▸ Exercise 1
Answer these questions from the prostate cancer article:
(a) In which journal and issue did the article on "watchful waiting" appear?
(b) What ages were the men at diagnosis?
(c) Which choice of therapy led to exclusion from the protocol?
▸ Exercise 2
Copy the prostate cancer article word for word, from "A research team" up to and including "on hormonal therapy.".

▸ Text block
*** Begin section ***

Medical Device Daily Washington Editor

The typical layperson finds medical opinion confusing partly because medical science is far from perfectly exact. And it seems that medicine can't make up its collective mind about what therapies and diagnostics are best, since research opinion on these issues often shifts, further feeding public confusion.

That state of affairs won't change much, thanks to an article appearing in the Dec. 13 issue of the Journal of the American Medical Association concerning prostate cancer and its management via "watchful waiting," frequently considered superior to interventional strategies, given the slow growth of this type of cancer.

A research team led by Yu-Ning Wong, MD, of the Fox Chase Cancer Center (Philadelphia), tracked nearly 45,000 men who had been diagnosed with non-metastatic prostate cancer between 1991 and 1999 and were between the ages of 65 and 80 at diagnosis. Those who were included had survived for at least a year, and the follow-up ran until the end of 2002.

Of that group, slightly more than 32,000 opted for treatment with radical prostatectomy or radiosurgery, and the balance, a bit more than 12,000, decided against use of either intervention. The protocol excluded those who had decided on hormonal therapy.

*** End section ***

▸ Extracted records
*** Begin section ***

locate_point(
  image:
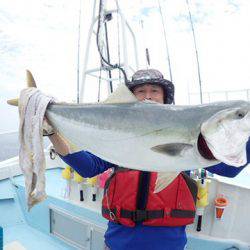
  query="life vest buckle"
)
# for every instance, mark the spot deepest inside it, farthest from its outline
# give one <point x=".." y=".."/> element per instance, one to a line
<point x="139" y="215"/>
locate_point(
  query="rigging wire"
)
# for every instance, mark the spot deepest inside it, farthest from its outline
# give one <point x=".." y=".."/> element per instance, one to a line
<point x="101" y="20"/>
<point x="146" y="47"/>
<point x="108" y="17"/>
<point x="78" y="55"/>
<point x="196" y="50"/>
<point x="118" y="43"/>
<point x="166" y="41"/>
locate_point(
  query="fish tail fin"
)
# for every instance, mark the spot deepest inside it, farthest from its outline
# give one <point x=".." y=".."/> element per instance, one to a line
<point x="30" y="83"/>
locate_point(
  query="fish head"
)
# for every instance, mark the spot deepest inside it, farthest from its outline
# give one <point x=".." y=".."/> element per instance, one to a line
<point x="226" y="134"/>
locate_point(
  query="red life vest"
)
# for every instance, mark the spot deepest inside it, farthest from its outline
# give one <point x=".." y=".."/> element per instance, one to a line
<point x="173" y="206"/>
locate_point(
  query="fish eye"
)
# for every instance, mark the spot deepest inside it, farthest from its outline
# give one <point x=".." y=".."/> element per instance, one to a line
<point x="240" y="114"/>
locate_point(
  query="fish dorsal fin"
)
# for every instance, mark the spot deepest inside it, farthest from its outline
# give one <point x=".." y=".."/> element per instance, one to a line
<point x="121" y="95"/>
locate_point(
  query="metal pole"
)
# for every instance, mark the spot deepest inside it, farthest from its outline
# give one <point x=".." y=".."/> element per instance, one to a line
<point x="196" y="51"/>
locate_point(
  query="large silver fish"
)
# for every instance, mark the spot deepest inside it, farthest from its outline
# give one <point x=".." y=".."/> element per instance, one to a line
<point x="156" y="137"/>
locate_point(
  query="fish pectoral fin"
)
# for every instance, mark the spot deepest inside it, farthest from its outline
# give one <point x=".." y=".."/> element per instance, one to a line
<point x="121" y="95"/>
<point x="172" y="149"/>
<point x="163" y="180"/>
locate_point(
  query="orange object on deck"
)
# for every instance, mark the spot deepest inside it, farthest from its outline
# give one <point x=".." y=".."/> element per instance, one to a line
<point x="220" y="203"/>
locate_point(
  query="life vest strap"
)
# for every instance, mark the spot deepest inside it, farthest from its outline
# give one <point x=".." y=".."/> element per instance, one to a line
<point x="143" y="215"/>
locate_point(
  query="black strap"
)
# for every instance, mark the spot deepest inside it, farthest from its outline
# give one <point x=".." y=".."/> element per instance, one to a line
<point x="143" y="190"/>
<point x="143" y="215"/>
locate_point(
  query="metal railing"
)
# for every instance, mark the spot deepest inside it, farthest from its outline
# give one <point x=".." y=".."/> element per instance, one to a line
<point x="213" y="96"/>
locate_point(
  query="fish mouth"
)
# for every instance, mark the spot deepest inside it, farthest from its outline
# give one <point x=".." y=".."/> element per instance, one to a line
<point x="203" y="149"/>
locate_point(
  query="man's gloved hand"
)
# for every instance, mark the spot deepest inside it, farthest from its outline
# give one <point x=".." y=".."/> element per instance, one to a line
<point x="47" y="128"/>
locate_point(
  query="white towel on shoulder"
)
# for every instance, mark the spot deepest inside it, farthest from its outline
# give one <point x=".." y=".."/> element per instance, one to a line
<point x="32" y="107"/>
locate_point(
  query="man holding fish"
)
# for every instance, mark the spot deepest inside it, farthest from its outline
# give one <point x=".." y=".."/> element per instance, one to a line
<point x="149" y="199"/>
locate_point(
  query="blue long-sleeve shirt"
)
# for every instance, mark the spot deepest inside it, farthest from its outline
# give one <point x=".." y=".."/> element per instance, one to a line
<point x="140" y="237"/>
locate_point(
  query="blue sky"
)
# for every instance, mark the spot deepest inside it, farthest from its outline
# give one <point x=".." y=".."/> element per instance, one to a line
<point x="43" y="35"/>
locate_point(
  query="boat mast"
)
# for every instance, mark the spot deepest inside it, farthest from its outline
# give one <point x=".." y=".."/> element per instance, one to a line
<point x="166" y="41"/>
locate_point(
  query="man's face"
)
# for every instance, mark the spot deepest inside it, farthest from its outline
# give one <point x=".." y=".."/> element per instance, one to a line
<point x="149" y="92"/>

*** End section ***

▸ Task output 1
(a) The Dec. 13 issue of the Journal of the American Medical Association
(b) Between 65 and 80
(c) Hormonal therapy

▸ Task output 2
A research team led by Yu-Ning Wong, MD, of the Fox Chase Cancer Center (Philadelphia), tracked nearly 45,000 men who had been diagnosed with non-metastatic prostate cancer between 1991 and 1999 and were between the ages of 65 and 80 at diagnosis. Those who were included had survived for at least a year, and the follow-up ran until the end of 2002.

Of that group, slightly more than 32,000 opted for treatment with radical prostatectomy or radiosurgery, and the balance, a bit more than 12,000, decided against use of either intervention. The protocol excluded those who had decided on hormonal therapy.